Work required: Please answer from the network-boot install guide below: which keys, pressed together, open a terminal window on the server computer?

Excerpted passage:
Install Ubuntu From a Local Network Using Network Boot

This is how to install Ubuntu on a computer which does not have a working CD drive, and which will not boot from USB. This shows you how to install Ubuntu from one computer to another computer. In technical terms, this is called “booting the installer from a local network server, using DHCP, TFTP, and PXE”. This is useful when you have a really old laptop or desktop which you want to revive.

These instructions are straight from Ubuntu, but the steps here are made a bit clearer for non-programmers.

What You Need

  • The computer which you want to install Ubuntu on. This will be called “the client“. This computer must have the ability to boot from a network.
  • a separate working computer running Ubuntu or other Linux distro (this will be called your “server“). When these steps ask you to type something in terminal, you can open a terminal window on this computer by pressing “Ctrl”, “Alt”, “T” together.
  • a local network (LAN). (If you have a home Wifi network, then you probably already have this set up.)
  • One Ethernet cable (or whatever type of data cable your router accepts) for temporary use. This will only be used during setup and installation.
  1. Set up your router

    1. Make sure your router is working and using DHCP. Most home Wifi networks provide this. If you have internet service from a cable company, then you probably already have a router with a DHCP server.
    2. Make sure that your “server” computer has access to the router. If you are on the Wifi network, then you have access to the router.
    3. Write down the gateway address of the router. To get the gateway address of your router, type the command route in terminal. The address will be listed in the “Gateway” column under the heading “Gateway”. This is a series of numbers and dots.
    4. Write down the subnet mask for your LAN. To get this, type ifconfig in terminal. The subnet mask is labeled “Mask:“. This is a series of numbers and dots.
      • This will give you several blocks of information. You will see “Mask:” more than once. To choose the correct Mask, use the one who has a “Bcast” (Broadcast) address before it. And it should also have a “HWaddr” address on the line preceding the Mask. The Mask for that block is the correct subnet mask. Write this down.

  2. Gather data from the client

    In this step, both pieces of information that you need to write down will be found on the same screen. To see this screen, first make sure that the client machine is set to boot first from its network adapter. You may have to enter the BIOS setup screen on startup to enable network booting and/or to change the boot order. If you enter the BIOS screen, whether or not you make changes, shut down the machine before proceeding.

Given records:

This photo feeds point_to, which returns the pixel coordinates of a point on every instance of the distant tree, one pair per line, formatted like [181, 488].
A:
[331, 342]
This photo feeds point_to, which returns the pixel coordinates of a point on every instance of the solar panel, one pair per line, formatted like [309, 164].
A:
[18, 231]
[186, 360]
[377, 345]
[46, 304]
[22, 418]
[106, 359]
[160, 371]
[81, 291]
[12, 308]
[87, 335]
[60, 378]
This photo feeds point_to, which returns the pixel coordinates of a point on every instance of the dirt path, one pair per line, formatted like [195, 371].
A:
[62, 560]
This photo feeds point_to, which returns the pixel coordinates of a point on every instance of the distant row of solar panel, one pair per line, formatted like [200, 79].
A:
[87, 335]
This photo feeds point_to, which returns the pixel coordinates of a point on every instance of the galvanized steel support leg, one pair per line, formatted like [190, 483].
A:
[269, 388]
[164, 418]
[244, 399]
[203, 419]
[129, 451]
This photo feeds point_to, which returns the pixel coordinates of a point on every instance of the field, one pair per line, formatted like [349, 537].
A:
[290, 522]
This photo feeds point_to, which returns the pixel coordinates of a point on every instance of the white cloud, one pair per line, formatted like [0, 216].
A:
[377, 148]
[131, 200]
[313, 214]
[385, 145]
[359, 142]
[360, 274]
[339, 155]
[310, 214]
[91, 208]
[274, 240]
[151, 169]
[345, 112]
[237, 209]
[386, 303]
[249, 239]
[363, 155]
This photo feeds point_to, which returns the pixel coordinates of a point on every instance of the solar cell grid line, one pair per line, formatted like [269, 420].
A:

Response: Ctrl, Alt, and T.